#### [WORK ORDER]
Every record below needs to be written out exactly, apart from the pictures.

Records drawn from a dataset:

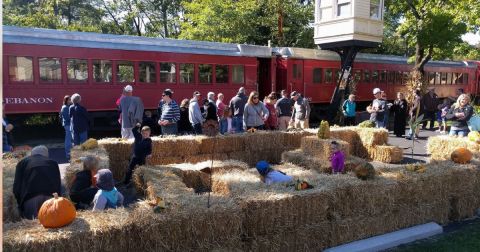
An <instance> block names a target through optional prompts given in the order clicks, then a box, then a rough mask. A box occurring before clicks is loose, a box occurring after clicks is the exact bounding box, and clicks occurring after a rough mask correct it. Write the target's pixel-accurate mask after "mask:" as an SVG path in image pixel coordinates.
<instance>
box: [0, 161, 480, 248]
mask: <svg viewBox="0 0 480 252" xmlns="http://www.w3.org/2000/svg"><path fill="white" fill-rule="evenodd" d="M479 167H480V162H479V161H478V160H474V161H473V162H472V163H471V164H469V165H458V164H454V163H453V162H450V161H443V162H437V163H432V164H428V165H426V168H427V169H426V171H425V173H416V172H409V171H407V170H406V169H405V166H400V167H398V168H389V169H383V170H381V171H379V173H378V176H377V177H376V178H375V179H374V180H369V181H362V180H359V179H357V178H356V177H354V175H353V174H352V173H349V174H346V175H340V176H331V175H326V174H321V173H318V172H317V171H316V170H313V169H312V170H305V169H302V168H300V167H298V166H294V165H278V166H274V168H275V169H279V170H281V171H284V172H286V173H287V174H289V175H292V176H294V177H295V178H299V179H304V180H307V181H308V182H309V183H311V184H313V185H314V186H315V188H314V189H311V190H305V191H295V190H294V189H293V188H292V187H285V185H284V184H277V185H272V186H266V185H265V184H263V183H261V182H259V177H258V173H257V172H256V170H255V169H232V170H230V171H229V172H225V173H222V172H219V173H214V175H213V179H214V181H215V180H216V181H217V182H221V183H223V186H224V187H226V189H225V188H223V189H220V190H219V189H215V188H214V192H213V193H212V198H211V202H212V207H211V208H207V207H206V198H207V195H205V194H204V195H195V194H194V193H193V190H192V189H190V188H188V187H187V186H186V185H185V184H184V183H183V181H182V178H181V177H179V176H178V175H176V174H175V173H174V172H173V171H174V169H180V168H178V167H177V168H169V167H165V166H163V167H161V168H159V167H152V166H148V167H147V166H143V167H139V168H138V169H137V170H136V171H135V181H136V184H137V186H138V187H139V189H141V190H143V191H144V192H145V194H146V195H147V198H153V197H156V196H161V197H163V198H164V199H165V202H166V205H167V209H166V210H164V211H162V212H161V213H159V214H154V213H153V211H152V209H151V207H149V206H146V204H145V203H143V202H142V203H140V204H139V205H138V206H137V207H136V208H135V209H131V210H122V209H119V210H115V211H108V212H105V213H91V212H81V213H79V217H78V218H77V220H75V222H74V224H73V225H70V226H68V227H67V228H63V229H58V230H46V229H43V228H41V227H40V226H39V225H38V223H35V222H19V223H13V224H9V225H6V226H5V227H4V248H5V249H6V250H8V251H27V250H32V249H35V251H52V250H62V251H68V250H71V251H85V250H92V249H101V250H107V251H114V250H118V251H124V250H130V249H132V250H133V249H137V250H138V249H141V250H145V251H158V250H189V251H190V250H215V249H219V250H233V249H236V250H244V251H247V250H256V251H278V250H283V249H286V250H321V249H324V248H327V247H331V246H336V245H339V244H342V243H345V242H349V241H353V240H357V239H362V238H366V237H370V236H373V235H378V234H382V233H385V232H390V231H395V230H398V229H400V228H405V227H409V226H412V225H417V224H422V223H426V222H429V221H436V222H438V223H441V224H444V223H447V222H449V221H455V220H459V219H462V218H466V217H471V216H473V215H474V213H475V210H476V209H477V208H478V207H480V199H479V198H478V196H477V192H478V191H479V189H480V170H479ZM116 211H118V212H116ZM132 234H135V235H132ZM79 241H81V242H79Z"/></svg>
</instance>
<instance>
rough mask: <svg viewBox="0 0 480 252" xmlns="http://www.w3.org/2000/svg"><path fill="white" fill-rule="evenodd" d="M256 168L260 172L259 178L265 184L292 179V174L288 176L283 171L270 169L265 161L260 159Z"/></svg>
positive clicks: (266, 161) (287, 175)
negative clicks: (260, 160)
mask: <svg viewBox="0 0 480 252" xmlns="http://www.w3.org/2000/svg"><path fill="white" fill-rule="evenodd" d="M256 168H257V171H258V173H259V174H260V179H261V180H262V182H264V183H265V184H267V185H271V184H274V183H283V182H292V181H293V177H292V176H288V175H286V174H285V173H284V172H281V171H277V170H274V169H272V168H271V167H270V164H269V163H268V162H267V161H264V160H262V161H260V162H258V163H257V165H256Z"/></svg>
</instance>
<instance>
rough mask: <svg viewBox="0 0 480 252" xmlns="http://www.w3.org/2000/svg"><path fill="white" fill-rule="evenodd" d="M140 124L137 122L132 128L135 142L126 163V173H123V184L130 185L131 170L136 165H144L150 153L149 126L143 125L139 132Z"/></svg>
mask: <svg viewBox="0 0 480 252" xmlns="http://www.w3.org/2000/svg"><path fill="white" fill-rule="evenodd" d="M139 128H140V124H139V123H137V125H136V126H135V128H133V129H132V132H133V136H134V137H135V142H134V143H133V155H132V158H131V160H130V164H129V165H128V170H127V174H126V175H125V181H124V182H123V183H124V184H125V185H127V186H129V185H130V180H131V179H132V174H133V170H135V167H136V166H137V165H144V164H145V160H146V158H147V157H150V156H151V155H152V139H150V133H151V131H150V127H148V126H143V128H142V131H141V133H140V132H139Z"/></svg>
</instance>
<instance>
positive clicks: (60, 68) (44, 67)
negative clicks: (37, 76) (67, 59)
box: [38, 58, 62, 81]
mask: <svg viewBox="0 0 480 252" xmlns="http://www.w3.org/2000/svg"><path fill="white" fill-rule="evenodd" d="M38 64H39V67H40V80H42V81H61V80H62V63H61V62H60V58H39V59H38Z"/></svg>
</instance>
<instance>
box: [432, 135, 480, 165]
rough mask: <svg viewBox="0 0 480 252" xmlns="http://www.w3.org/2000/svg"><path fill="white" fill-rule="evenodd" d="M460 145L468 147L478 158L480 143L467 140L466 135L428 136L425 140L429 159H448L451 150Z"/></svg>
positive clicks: (467, 148) (469, 149) (446, 159)
mask: <svg viewBox="0 0 480 252" xmlns="http://www.w3.org/2000/svg"><path fill="white" fill-rule="evenodd" d="M460 147H465V148H467V149H469V150H470V151H471V152H472V153H473V155H474V156H476V157H477V158H480V145H479V144H477V143H475V142H472V141H470V140H468V138H467V137H451V136H434V137H429V138H428V142H427V153H428V154H430V155H431V156H430V159H431V160H450V155H451V154H452V152H453V151H454V150H455V149H457V148H460Z"/></svg>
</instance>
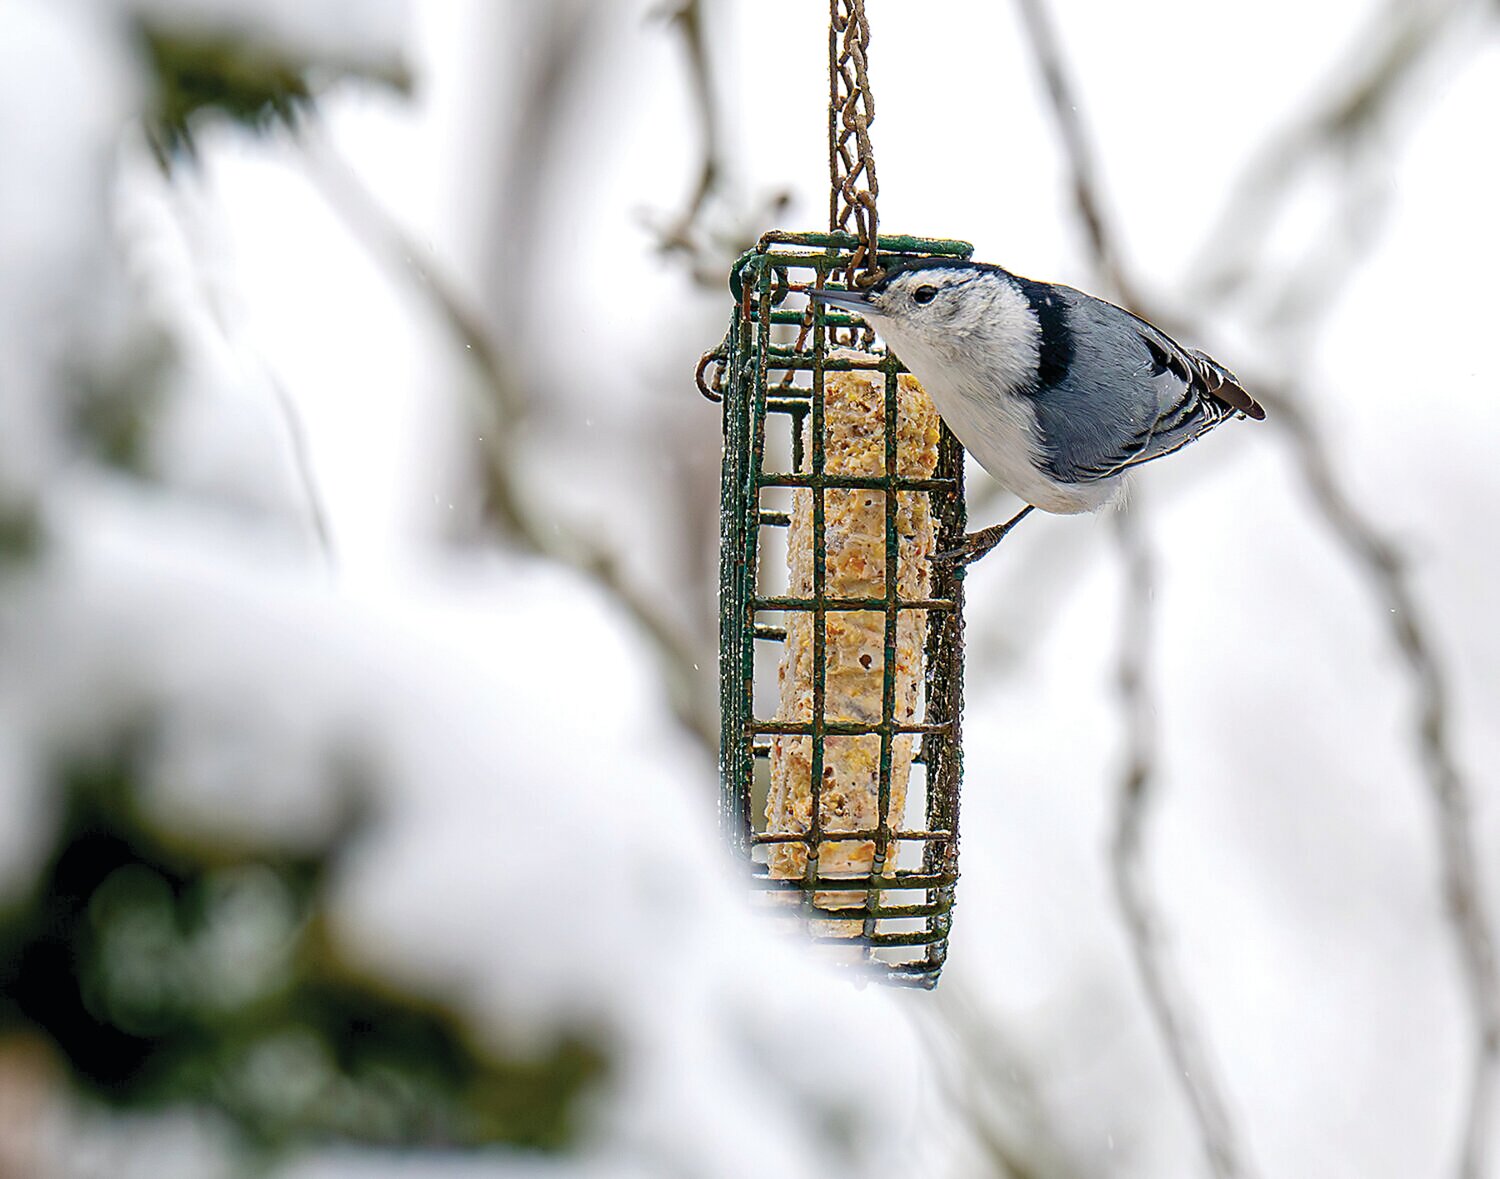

#### [SOLUTION TO THIS TASK]
An <instance> block names a target through optional prompts given in the order clicks, then a box, then a rough mask. A box occurring before clicks is loose, a box occurring after clicks is the exact bounding box, and clicks occurring after a rough mask correct it. Write the target's pixel-accurate mask after "mask:" as an SVG path in image pixel coordinates.
<instance>
box: [0, 161, 480, 248]
mask: <svg viewBox="0 0 480 252" xmlns="http://www.w3.org/2000/svg"><path fill="white" fill-rule="evenodd" d="M479 167H480V162H479V161H478V160H474V161H473V162H472V163H471V164H469V165H458V164H454V163H453V162H450V161H443V162H437V163H432V164H428V165H426V168H427V169H426V171H425V173H416V172H409V171H407V170H406V169H405V166H400V167H398V168H389V169H383V170H381V171H379V173H378V176H377V177H376V178H375V179H374V180H369V181H362V180H359V179H357V178H356V177H354V175H353V174H352V173H349V174H346V175H340V176H331V175H326V174H321V173H318V172H317V171H316V170H313V169H312V170H305V169H302V168H300V167H298V166H294V165H278V166H274V168H275V169H279V170H281V171H284V172H286V173H287V174H289V175H292V176H294V177H295V178H299V179H304V180H307V181H308V182H309V183H311V184H313V185H314V186H315V188H314V189H311V190H305V191H295V190H294V189H293V188H292V187H285V185H284V184H277V185H272V186H266V185H265V184H263V183H261V182H259V177H258V173H257V172H256V170H255V169H232V170H230V171H229V172H225V173H222V172H219V173H214V175H213V179H214V181H215V180H216V181H217V182H221V183H223V186H224V187H226V189H225V188H223V189H220V190H219V189H215V188H214V192H213V193H212V198H211V202H212V207H211V208H207V207H206V198H207V195H205V194H204V195H195V194H194V193H193V190H192V189H190V188H188V187H187V186H186V185H185V184H184V183H183V181H182V178H181V177H179V176H178V175H176V174H175V173H174V172H173V171H174V169H180V168H178V167H177V168H169V167H165V166H163V167H161V168H159V167H152V166H148V167H147V166H143V167H139V168H138V169H137V170H136V171H135V181H136V184H137V186H138V187H139V189H141V190H143V191H144V192H145V194H146V195H147V198H153V197H156V196H161V197H163V198H164V199H165V202H166V205H167V209H166V210H164V211H162V212H161V213H159V214H154V213H153V211H152V209H151V207H149V206H146V204H145V203H143V202H142V203H140V204H139V205H138V206H137V207H136V208H135V209H131V210H122V209H119V210H115V211H108V212H105V213H91V212H81V213H79V217H78V218H77V220H75V222H74V224H73V225H70V226H68V227H67V228H63V229H58V230H46V229H43V228H41V227H40V226H39V225H38V223H35V222H19V223H13V224H9V225H6V226H5V227H4V248H5V249H6V250H8V251H27V250H32V249H35V251H52V250H62V251H68V250H71V251H85V250H92V249H101V250H107V251H114V250H118V251H124V250H130V249H132V250H133V249H137V250H138V249H141V250H145V251H158V250H189V251H190V250H215V249H219V250H233V249H236V250H244V251H247V250H256V251H278V250H283V249H286V250H321V249H324V248H327V247H331V246H336V245H339V244H342V243H345V242H349V241H353V240H357V239H362V238H366V237H370V236H373V235H378V234H382V233H385V232H390V231H395V230H398V229H400V228H405V227H409V226H412V225H417V224H422V223H426V222H429V221H436V222H438V223H441V224H444V223H447V222H449V221H455V220H459V219H462V218H466V217H471V216H473V215H474V213H475V210H476V209H477V208H478V207H480V199H479V198H478V196H477V192H478V191H479V189H480V170H479ZM116 211H118V212H116ZM132 234H135V235H132ZM79 241H81V242H79Z"/></svg>
</instance>
<instance>
rough mask: <svg viewBox="0 0 480 252" xmlns="http://www.w3.org/2000/svg"><path fill="white" fill-rule="evenodd" d="M256 168L260 172L259 178L265 184L292 179V174L288 176L283 171L270 169L265 161L260 159Z"/></svg>
positive clicks: (266, 161) (287, 175)
negative clicks: (260, 160)
mask: <svg viewBox="0 0 480 252" xmlns="http://www.w3.org/2000/svg"><path fill="white" fill-rule="evenodd" d="M256 168H257V171H258V173H259V174H260V179H261V180H262V182H264V183H265V184H267V185H271V184H274V183H283V182H292V181H293V177H292V176H288V175H286V174H285V173H284V172H281V171H277V170H274V169H272V168H271V167H270V164H269V163H268V162H267V161H264V160H262V161H260V162H258V163H257V165H256Z"/></svg>
</instance>
<instance>
rough mask: <svg viewBox="0 0 480 252" xmlns="http://www.w3.org/2000/svg"><path fill="white" fill-rule="evenodd" d="M140 124L137 122L132 128L135 142L126 163V173H123V184L130 185L131 170L136 165H144L150 153L149 126L143 125L139 132Z"/></svg>
mask: <svg viewBox="0 0 480 252" xmlns="http://www.w3.org/2000/svg"><path fill="white" fill-rule="evenodd" d="M139 128H140V124H139V123H137V125H136V126H135V128H133V129H132V132H133V136H134V137H135V142H134V143H133V155H132V158H131V160H130V164H129V165H128V170H127V174H126V175H125V181H124V182H123V183H124V184H125V185H127V186H129V185H130V180H131V179H132V174H133V170H135V167H136V166H137V165H144V164H145V160H146V158H147V157H150V156H151V155H152V139H150V133H151V131H150V127H148V126H143V128H142V131H141V133H140V132H139Z"/></svg>
</instance>
<instance>
positive clicks: (60, 68) (44, 67)
negative clicks: (37, 76) (67, 59)
box: [38, 58, 62, 81]
mask: <svg viewBox="0 0 480 252" xmlns="http://www.w3.org/2000/svg"><path fill="white" fill-rule="evenodd" d="M38 64H39V67H40V80H42V81H61V80H62V63H61V62H60V58H39V59H38Z"/></svg>
</instance>
<instance>
box: [432, 135, 480, 165]
rough mask: <svg viewBox="0 0 480 252" xmlns="http://www.w3.org/2000/svg"><path fill="white" fill-rule="evenodd" d="M460 145L468 147L478 158L480 143L467 140L466 135L428 136L425 140L429 159H448L451 150Z"/></svg>
positive clicks: (467, 148) (469, 149) (446, 159)
mask: <svg viewBox="0 0 480 252" xmlns="http://www.w3.org/2000/svg"><path fill="white" fill-rule="evenodd" d="M460 147H465V148H467V149H469V150H470V151H471V152H472V153H473V155H474V156H476V157H477V158H480V145H479V144H477V143H475V142H472V141H470V140H468V138H467V137H451V136H434V137H429V138H428V142H427V153H428V154H430V155H431V156H430V159H431V160H450V155H451V154H452V152H453V151H454V150H455V149H457V148H460Z"/></svg>
</instance>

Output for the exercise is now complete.